> **Was verlangt wird**:
Liste jede Zeile der folgenden Datensätze auf, in der das Wort „spoonbill“ vorkommt.
● ● ● ● ● ● ●
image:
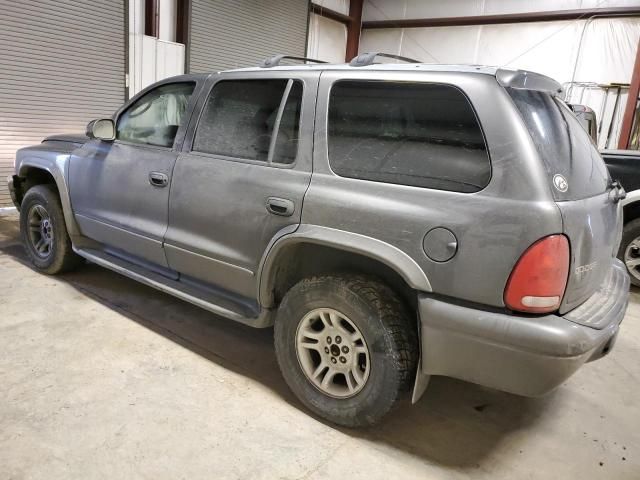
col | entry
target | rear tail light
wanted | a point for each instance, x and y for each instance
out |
(538, 281)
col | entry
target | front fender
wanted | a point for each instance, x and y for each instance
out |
(53, 159)
(370, 247)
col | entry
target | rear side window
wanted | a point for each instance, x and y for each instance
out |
(241, 118)
(563, 144)
(417, 134)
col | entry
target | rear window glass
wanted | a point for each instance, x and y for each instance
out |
(564, 145)
(240, 117)
(418, 134)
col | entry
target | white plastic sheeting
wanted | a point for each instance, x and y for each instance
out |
(151, 59)
(605, 55)
(327, 39)
(596, 52)
(404, 9)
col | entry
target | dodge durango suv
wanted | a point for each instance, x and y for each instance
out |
(390, 221)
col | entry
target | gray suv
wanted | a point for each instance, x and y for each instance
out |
(392, 221)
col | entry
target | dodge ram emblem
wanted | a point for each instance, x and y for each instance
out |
(560, 183)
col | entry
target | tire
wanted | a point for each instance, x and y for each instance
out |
(42, 220)
(628, 252)
(361, 306)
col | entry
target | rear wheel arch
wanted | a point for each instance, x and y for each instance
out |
(312, 251)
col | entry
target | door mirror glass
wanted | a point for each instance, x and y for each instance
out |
(102, 129)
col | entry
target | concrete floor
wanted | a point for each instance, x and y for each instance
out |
(101, 377)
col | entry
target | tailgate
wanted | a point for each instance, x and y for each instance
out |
(581, 187)
(594, 227)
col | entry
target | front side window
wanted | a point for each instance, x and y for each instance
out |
(417, 134)
(241, 116)
(154, 118)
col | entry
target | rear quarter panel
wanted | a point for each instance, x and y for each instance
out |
(493, 227)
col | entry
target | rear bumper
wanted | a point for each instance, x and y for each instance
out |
(523, 355)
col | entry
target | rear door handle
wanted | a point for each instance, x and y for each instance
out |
(158, 179)
(280, 206)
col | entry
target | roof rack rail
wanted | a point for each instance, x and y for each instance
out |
(276, 59)
(368, 58)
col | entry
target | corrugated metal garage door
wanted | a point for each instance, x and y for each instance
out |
(242, 33)
(61, 64)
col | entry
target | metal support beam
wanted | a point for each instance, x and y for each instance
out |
(353, 29)
(330, 14)
(632, 102)
(505, 18)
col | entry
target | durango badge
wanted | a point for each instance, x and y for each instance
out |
(560, 183)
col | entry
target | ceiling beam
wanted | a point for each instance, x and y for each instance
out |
(331, 14)
(632, 103)
(547, 16)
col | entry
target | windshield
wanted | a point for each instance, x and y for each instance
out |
(572, 161)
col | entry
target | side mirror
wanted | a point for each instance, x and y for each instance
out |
(102, 129)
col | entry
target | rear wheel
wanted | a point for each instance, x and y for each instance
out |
(44, 233)
(346, 347)
(629, 251)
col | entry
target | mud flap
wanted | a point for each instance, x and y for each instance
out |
(421, 384)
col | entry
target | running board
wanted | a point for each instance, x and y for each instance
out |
(207, 299)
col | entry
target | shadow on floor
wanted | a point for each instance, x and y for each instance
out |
(455, 424)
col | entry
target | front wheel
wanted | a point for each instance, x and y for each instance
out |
(346, 347)
(629, 251)
(44, 233)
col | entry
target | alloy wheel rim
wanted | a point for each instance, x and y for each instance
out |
(332, 353)
(40, 231)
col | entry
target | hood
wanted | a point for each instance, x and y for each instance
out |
(77, 138)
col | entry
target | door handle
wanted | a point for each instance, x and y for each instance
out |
(158, 179)
(280, 206)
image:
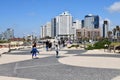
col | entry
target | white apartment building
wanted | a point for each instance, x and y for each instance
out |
(76, 25)
(46, 30)
(64, 24)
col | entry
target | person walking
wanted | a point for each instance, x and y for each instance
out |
(34, 51)
(57, 51)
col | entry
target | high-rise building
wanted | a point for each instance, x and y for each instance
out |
(48, 29)
(105, 29)
(8, 34)
(91, 21)
(82, 23)
(53, 27)
(64, 24)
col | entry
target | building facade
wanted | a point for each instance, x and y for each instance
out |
(64, 24)
(105, 29)
(91, 21)
(87, 34)
(8, 34)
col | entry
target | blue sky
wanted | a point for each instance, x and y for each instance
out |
(26, 16)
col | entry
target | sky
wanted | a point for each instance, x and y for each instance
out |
(27, 16)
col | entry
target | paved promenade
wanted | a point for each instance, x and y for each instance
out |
(73, 64)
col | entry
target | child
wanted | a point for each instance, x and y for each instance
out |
(34, 51)
(57, 51)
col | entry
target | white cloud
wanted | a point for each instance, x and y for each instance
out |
(115, 7)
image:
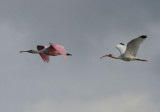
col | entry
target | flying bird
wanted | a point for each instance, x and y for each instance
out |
(46, 51)
(129, 53)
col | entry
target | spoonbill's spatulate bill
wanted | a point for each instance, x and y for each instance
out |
(46, 51)
(128, 53)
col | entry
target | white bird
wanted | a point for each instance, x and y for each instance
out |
(129, 53)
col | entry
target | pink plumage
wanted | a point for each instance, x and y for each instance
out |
(46, 51)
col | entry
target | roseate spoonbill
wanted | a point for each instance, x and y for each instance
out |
(46, 51)
(129, 53)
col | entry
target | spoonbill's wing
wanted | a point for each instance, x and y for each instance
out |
(44, 56)
(58, 48)
(133, 45)
(122, 48)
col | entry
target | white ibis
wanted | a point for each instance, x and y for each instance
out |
(129, 53)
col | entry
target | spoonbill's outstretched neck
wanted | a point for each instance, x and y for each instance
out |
(46, 51)
(129, 53)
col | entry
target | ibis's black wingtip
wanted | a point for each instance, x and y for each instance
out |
(143, 36)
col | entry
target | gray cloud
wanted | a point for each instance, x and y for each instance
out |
(88, 29)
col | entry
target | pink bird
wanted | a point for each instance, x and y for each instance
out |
(46, 51)
(129, 53)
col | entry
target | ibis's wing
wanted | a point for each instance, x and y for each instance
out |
(58, 48)
(44, 56)
(122, 48)
(133, 45)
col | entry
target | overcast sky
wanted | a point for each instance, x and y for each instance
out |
(87, 29)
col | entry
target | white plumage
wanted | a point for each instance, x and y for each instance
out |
(129, 53)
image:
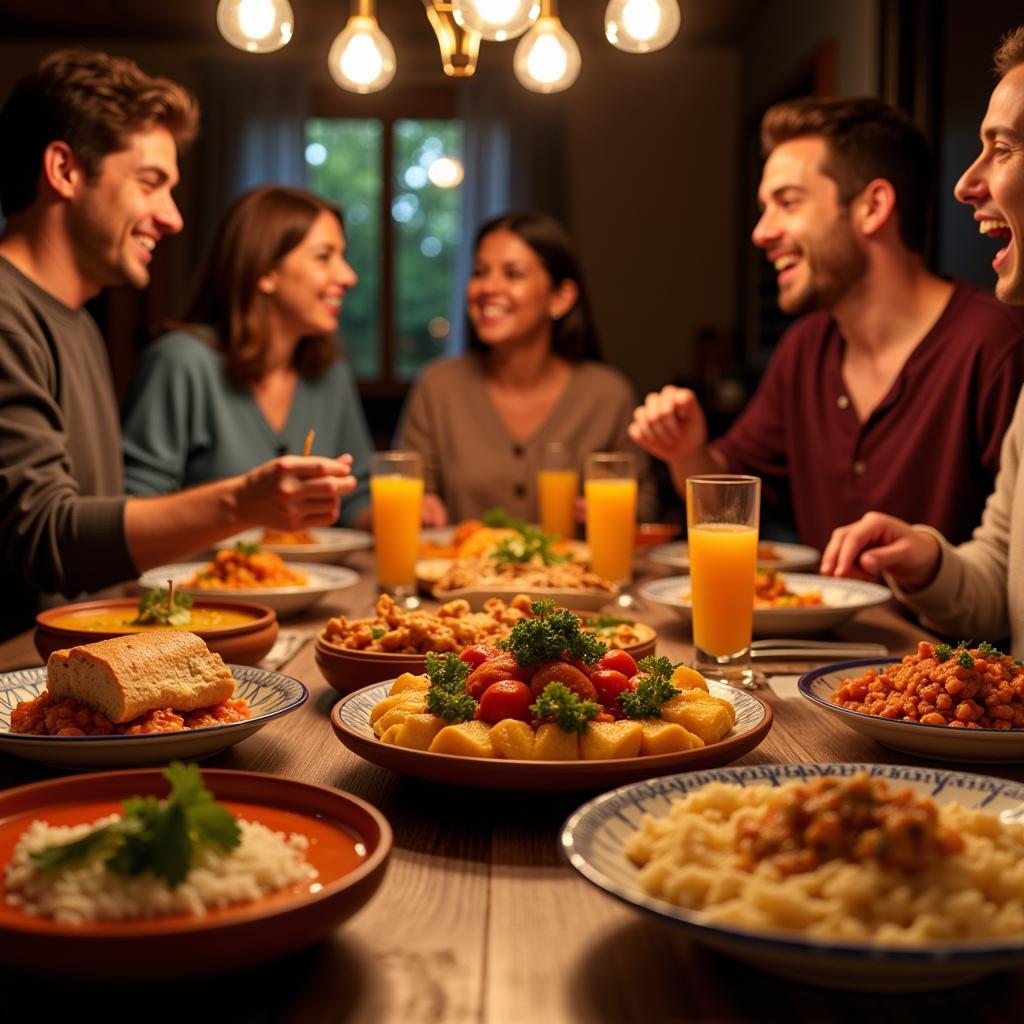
● ● ● ● ● ● ●
> **Die Lösung**:
target | spoonbill's spatulate bill
target | roseate spoonbill
target | spoonbill's wing
target | spoonbill's outstretched neck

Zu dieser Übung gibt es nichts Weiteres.